• **Set exercise**: Please find every line in the items below that contains the word "crate" and copy each one out. Case matters, so only count lines where the capitalization matches.

___ Information shown

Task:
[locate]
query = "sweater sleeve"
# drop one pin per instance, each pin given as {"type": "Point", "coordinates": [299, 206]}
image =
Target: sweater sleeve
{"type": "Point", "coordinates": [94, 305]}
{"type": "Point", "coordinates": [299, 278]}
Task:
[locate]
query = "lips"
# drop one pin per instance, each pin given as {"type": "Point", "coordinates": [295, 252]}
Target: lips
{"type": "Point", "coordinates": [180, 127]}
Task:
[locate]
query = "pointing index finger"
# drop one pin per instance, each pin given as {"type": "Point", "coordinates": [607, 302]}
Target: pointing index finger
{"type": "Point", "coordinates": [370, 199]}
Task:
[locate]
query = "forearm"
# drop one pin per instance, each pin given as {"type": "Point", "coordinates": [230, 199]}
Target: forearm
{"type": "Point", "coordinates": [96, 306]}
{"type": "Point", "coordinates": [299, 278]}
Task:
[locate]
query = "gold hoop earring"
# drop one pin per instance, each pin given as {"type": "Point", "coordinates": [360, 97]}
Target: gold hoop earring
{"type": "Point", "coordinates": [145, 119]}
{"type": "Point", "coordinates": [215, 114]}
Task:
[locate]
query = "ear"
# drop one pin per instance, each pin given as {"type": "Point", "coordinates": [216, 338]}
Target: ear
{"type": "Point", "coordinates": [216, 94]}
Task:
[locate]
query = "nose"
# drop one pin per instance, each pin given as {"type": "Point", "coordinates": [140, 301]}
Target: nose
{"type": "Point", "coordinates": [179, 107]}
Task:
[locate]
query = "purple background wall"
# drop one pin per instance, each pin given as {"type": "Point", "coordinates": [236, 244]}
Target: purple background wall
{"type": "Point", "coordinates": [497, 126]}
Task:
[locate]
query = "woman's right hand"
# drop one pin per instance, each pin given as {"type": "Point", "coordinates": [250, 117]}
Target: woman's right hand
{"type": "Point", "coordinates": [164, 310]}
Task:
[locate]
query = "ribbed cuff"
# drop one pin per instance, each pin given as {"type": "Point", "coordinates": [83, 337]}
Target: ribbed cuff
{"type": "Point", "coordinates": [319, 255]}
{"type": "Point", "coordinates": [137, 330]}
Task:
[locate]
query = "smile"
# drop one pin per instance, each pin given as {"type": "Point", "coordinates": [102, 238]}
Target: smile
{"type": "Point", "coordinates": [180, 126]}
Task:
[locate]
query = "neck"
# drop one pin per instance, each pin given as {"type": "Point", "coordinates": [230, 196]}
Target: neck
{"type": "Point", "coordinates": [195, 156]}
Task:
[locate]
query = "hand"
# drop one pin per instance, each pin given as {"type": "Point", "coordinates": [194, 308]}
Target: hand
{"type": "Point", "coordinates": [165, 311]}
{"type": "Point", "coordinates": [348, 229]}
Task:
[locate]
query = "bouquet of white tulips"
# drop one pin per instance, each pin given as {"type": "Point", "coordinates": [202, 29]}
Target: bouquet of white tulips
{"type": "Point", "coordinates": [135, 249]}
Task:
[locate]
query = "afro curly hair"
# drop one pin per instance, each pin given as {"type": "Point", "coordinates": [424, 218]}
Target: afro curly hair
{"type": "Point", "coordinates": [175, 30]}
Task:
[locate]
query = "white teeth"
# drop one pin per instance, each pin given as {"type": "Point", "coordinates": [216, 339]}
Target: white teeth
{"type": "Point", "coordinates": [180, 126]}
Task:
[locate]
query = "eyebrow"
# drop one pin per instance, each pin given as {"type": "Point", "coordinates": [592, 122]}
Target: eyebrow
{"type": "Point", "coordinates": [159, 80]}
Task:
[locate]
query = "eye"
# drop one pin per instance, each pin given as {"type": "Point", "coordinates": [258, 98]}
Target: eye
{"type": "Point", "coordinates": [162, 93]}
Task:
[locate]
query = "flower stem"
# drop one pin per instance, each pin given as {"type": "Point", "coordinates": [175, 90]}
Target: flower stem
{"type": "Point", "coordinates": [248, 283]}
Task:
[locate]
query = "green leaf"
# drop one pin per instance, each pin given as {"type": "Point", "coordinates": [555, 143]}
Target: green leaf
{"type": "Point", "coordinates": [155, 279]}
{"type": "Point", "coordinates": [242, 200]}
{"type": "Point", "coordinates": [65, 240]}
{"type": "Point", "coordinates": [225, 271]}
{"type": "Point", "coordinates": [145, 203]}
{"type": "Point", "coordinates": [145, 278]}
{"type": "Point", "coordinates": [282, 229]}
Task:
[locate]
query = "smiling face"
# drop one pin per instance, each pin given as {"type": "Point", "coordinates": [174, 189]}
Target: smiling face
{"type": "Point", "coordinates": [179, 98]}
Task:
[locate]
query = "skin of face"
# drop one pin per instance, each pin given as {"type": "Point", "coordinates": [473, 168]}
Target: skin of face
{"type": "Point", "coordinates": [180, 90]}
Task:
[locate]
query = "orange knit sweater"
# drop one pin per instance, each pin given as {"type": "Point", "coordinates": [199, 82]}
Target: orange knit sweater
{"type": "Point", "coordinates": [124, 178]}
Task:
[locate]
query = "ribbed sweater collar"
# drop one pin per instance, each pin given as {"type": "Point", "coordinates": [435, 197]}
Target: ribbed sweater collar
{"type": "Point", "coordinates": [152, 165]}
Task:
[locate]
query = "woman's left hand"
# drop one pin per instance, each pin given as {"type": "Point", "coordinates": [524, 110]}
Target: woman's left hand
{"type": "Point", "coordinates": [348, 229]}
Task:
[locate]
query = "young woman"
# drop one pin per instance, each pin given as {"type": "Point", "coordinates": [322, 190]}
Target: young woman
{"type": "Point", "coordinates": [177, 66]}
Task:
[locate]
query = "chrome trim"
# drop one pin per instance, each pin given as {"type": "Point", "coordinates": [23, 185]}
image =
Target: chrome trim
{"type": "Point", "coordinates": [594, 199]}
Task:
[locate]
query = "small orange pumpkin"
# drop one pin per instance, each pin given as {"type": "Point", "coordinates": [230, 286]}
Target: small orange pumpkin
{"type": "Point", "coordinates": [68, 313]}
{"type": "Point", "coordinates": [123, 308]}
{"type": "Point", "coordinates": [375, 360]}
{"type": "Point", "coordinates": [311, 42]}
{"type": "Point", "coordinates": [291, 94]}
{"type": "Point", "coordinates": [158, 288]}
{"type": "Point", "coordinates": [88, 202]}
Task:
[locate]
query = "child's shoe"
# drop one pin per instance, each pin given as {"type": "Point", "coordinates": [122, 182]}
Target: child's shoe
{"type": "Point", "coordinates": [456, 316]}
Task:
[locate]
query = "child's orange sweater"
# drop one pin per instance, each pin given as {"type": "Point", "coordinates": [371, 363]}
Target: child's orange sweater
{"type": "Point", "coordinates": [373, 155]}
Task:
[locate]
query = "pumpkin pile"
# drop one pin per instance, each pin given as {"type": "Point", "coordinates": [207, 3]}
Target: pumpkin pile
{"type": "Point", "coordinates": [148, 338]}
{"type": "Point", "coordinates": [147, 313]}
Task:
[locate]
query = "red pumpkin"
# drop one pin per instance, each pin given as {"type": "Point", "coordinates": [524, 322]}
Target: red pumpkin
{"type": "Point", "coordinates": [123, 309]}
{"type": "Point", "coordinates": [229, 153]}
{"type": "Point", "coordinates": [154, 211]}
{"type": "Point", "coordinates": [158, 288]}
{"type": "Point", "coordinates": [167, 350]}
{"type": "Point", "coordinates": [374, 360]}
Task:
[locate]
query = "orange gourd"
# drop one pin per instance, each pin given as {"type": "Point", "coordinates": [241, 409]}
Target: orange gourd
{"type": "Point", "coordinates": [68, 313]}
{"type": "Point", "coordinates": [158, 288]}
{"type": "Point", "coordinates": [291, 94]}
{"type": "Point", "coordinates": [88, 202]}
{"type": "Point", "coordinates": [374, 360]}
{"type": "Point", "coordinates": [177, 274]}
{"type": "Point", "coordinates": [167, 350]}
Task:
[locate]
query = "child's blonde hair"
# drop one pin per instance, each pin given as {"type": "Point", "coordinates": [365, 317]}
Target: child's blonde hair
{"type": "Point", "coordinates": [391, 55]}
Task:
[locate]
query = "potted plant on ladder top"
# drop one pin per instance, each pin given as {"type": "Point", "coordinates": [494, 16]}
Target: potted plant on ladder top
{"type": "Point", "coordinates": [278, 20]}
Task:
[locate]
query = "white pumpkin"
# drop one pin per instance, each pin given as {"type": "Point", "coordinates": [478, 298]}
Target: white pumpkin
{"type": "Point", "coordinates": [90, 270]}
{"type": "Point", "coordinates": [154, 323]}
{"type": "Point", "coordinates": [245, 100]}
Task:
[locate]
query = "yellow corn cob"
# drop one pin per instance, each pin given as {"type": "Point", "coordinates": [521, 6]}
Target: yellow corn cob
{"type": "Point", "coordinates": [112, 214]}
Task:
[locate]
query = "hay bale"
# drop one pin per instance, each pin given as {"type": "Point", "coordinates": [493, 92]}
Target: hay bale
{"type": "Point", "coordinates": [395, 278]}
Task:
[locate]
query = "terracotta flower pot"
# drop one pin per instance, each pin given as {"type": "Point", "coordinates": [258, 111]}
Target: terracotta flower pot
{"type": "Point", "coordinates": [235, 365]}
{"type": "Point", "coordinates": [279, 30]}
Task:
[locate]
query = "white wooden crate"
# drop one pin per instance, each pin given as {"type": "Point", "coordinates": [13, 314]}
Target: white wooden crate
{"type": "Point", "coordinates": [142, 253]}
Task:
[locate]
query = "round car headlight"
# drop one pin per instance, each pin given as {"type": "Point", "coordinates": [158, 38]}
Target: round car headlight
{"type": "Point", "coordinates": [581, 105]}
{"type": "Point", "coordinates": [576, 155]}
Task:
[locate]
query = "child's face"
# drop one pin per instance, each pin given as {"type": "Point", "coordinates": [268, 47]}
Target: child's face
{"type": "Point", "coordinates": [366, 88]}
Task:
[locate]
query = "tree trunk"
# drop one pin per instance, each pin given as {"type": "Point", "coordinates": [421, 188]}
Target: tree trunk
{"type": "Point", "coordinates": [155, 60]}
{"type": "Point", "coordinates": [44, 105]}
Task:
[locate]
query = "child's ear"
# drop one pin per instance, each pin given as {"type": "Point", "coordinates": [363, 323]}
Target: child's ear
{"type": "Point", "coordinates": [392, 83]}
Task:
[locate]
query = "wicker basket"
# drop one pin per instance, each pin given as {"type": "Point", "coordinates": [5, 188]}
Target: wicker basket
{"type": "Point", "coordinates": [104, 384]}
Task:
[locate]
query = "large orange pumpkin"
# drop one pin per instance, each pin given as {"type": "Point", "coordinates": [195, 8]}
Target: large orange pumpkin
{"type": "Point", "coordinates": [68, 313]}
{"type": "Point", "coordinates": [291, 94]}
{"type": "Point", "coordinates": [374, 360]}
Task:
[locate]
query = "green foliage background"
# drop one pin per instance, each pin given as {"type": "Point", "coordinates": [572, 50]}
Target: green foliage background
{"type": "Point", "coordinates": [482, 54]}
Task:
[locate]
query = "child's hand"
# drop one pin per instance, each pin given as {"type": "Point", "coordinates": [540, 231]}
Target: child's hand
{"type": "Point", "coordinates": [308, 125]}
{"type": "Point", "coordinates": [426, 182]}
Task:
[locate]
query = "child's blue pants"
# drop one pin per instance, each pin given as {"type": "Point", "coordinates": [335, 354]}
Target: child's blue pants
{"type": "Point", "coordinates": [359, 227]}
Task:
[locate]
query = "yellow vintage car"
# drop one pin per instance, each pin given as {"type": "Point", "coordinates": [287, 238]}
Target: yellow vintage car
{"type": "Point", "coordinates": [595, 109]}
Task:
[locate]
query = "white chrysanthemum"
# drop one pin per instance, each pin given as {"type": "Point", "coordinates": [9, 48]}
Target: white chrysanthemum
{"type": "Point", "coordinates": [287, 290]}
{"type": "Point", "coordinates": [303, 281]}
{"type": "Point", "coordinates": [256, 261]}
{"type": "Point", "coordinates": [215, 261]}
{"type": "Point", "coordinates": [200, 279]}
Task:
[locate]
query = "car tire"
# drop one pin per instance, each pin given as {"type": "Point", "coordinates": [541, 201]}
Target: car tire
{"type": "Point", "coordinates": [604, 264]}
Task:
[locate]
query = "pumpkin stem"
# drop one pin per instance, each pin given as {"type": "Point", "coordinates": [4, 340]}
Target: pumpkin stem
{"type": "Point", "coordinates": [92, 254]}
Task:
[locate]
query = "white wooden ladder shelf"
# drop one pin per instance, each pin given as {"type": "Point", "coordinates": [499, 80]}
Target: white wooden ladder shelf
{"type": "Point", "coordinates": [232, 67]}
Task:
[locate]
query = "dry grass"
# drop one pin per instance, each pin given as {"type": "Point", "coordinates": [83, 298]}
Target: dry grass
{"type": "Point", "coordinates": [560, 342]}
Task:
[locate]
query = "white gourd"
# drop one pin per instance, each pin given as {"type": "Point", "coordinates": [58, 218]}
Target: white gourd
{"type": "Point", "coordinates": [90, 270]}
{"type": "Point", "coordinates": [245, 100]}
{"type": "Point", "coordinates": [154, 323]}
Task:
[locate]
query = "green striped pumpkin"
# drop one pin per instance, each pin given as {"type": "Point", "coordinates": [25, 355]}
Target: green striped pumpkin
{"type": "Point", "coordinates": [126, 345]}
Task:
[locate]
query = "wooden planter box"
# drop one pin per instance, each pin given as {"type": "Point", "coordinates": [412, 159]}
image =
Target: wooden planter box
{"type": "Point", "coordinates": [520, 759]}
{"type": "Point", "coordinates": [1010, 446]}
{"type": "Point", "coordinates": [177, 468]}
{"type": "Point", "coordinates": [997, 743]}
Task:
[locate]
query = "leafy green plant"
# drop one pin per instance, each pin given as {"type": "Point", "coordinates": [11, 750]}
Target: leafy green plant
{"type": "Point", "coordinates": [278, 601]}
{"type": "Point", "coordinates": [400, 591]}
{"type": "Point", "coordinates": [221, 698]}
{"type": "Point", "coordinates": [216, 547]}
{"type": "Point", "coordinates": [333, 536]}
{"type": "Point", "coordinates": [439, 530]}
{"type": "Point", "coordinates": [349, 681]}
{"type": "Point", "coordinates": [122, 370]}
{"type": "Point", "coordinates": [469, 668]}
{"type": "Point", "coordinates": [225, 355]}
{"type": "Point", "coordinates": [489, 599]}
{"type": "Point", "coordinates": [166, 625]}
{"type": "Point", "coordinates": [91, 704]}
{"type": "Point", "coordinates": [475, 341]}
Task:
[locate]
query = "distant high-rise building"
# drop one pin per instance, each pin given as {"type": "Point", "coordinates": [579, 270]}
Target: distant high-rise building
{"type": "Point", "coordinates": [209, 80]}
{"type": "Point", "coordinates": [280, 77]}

______

• **Answer to the exercise**:
query = "white wooden crate"
Target: white wooden crate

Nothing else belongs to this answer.